== Exercise description ==
Write what comes next in the math excerpt on characterizing the solution sets of convex optimization problems, continuing after its final line, not the data.

3 Characterization of the solution sets

Our aim is to characterize the solution set of the following optimization problem

$$\begin{aligned} \min _{x\in S} f(x), \end{aligned}$$
(1)

where \(S\subseteq M\) is a convex subset of M and f is a twice continuously differentiable convex function on some open convex set containing S. We denote the solution set of the optimization problem (1) by

$$\begin{aligned} \bar{S}= \mathop {\hbox {argmin}}\limits _{x\in S}f(x), \end{aligned}$$

and assume that \(\bar{S}\ne \emptyset \). If \(\bar{x}\in \bar{S}\), then

$$\begin{aligned} \bar{S}=\{x\in S : f(x)=f(\bar{x})\}, \end{aligned}$$

and \(\bar{S}\) is a convex subset of S. The following theorem is a generalization of [7, Proposition 15] from the sphere \(S^{n}\) to a general setting which describes the relation between the solution sets of (1) and a variational inequality.

Theorem 3.1

Let \(S\subseteq M\) be a convex subset of M and f be a twice continuously differentiable convex function on some open convex set containing S. Then \(\bar{x}\in \bar{S}\) if and only if

$$\begin{aligned} \langle \mathrm{grad}\, f(\bar{x}),\exp _{\bar{x}}^{-1}y\rangle _{\bar{x}}\ge 0\quad \text {for all }y\in S. \end{aligned}$$
(2)

Proof

Let \(\bar{x}\in \bar{S}\), \(y\in S\), and \(\gamma _{\bar{x} y}\) be the minimal geodesic connecting \(\bar{x}\) and y. By convexity of S, \(f(\gamma _{\bar{x} y}(t))\ge f(\bar{x})\) for all \(t\in [0,1]\). Therefore

$$\begin{aligned} \langle \mathrm{grad}\, f(\bar{x}),\exp _{\bar{x}}^{-1}y\rangle _{\bar{x}}=\lim _{t\rightarrow 0} \frac{f(\gamma _{\bar{x}y}(t))-f(\bar{x})}{t}\ge 0. \end{aligned}$$

Now suppose that (2) holds. By convexity of f, we have

$$\begin{aligned} f(y)-f(\bar{x})\ge \langle \mathrm{grad}\, f(\bar{x}),\gamma ^{\prime }_{\bar{x} y}(0)\rangle _{\bar{x}} =\langle \mathrm{grad}\, f(\bar{x}),\exp _{\bar{x}}^{-1}y\rangle _{\bar{x}}\ge 0\quad \text {for all }y\in S. \end{aligned}$$

\(\square \)

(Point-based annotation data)
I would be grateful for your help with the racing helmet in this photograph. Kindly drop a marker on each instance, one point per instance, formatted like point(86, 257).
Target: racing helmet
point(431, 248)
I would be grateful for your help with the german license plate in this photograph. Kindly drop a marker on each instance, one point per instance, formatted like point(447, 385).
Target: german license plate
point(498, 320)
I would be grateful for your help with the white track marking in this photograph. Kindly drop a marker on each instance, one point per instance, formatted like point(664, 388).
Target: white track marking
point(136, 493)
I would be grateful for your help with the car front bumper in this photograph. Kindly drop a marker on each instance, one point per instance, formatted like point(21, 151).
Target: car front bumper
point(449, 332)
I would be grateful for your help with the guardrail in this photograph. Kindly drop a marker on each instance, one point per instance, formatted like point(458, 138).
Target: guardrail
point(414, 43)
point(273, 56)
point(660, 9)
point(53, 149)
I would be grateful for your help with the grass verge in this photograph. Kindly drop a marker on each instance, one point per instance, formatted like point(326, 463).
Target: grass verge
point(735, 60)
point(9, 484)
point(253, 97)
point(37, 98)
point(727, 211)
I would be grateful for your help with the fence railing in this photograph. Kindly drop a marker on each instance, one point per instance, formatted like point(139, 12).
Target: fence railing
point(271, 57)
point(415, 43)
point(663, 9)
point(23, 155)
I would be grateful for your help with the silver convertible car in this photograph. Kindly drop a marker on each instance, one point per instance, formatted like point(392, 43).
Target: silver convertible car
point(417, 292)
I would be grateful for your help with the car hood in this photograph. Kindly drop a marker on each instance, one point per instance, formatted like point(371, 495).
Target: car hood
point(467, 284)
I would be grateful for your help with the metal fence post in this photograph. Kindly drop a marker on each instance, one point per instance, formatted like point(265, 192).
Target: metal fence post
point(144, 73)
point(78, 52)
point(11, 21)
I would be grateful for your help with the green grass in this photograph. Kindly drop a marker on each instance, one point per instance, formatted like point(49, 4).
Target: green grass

== Answer to this problem ==
Now we present a characterization for the solution set of a convex optimization problem on a convex subset of a Riemannian manifold which is our main result.

Theorem 3.2

Let \(S\subseteq M\) be a convex subset of M, f be a twice continuously differentiable convex function on some open convex set containing S, and \(\bar{x}\in \bar{S}\). Then

$$\begin{aligned} \bar{S}=\{x\in S:\langle \mathrm{grad}\, f(\bar{x}),\exp _{\bar{x}}^{-1}x\rangle _{\bar{x}}=0,\ P^{\bar{x}}_{x}[\mathrm{grad} f( x)]=\mathrm{grad}\, f(\bar{x})\}. \end{aligned}$$
(3)

Proof

We denote the right hand side of (3) by \(S^{*}\). On the contrary, we assume that \(x\in S^{*}\setminus \bar{S}.\) By convexity of f,

$$\begin{aligned} \langle \mathrm{grad}\, f(x),\exp _x^{-1}(\bar{x})\rangle _{\bar{x}}\le f(\bar{x})-f(x)<0. \end{aligned}$$

Now, by properties of the parallel translation, we get

$$\begin{aligned} \begin{aligned} \langle \mathrm{grad}\, f(x),\exp _x^{-1}(\bar{x})\rangle _{x}&=\langle P_{x}^{\bar{x}}[ \text {grad} f( x)], P_{x}^{\bar{x}}[\exp _{x}^{-1}\bar{x}]\rangle _{\bar{x}}\\&=\langle \text {grad} f( \bar{x}), -\exp _{\bar{x}}^{-1}x\rangle _{\bar{x}}=0, \end{aligned} \end{aligned}$$

which is a contradiction.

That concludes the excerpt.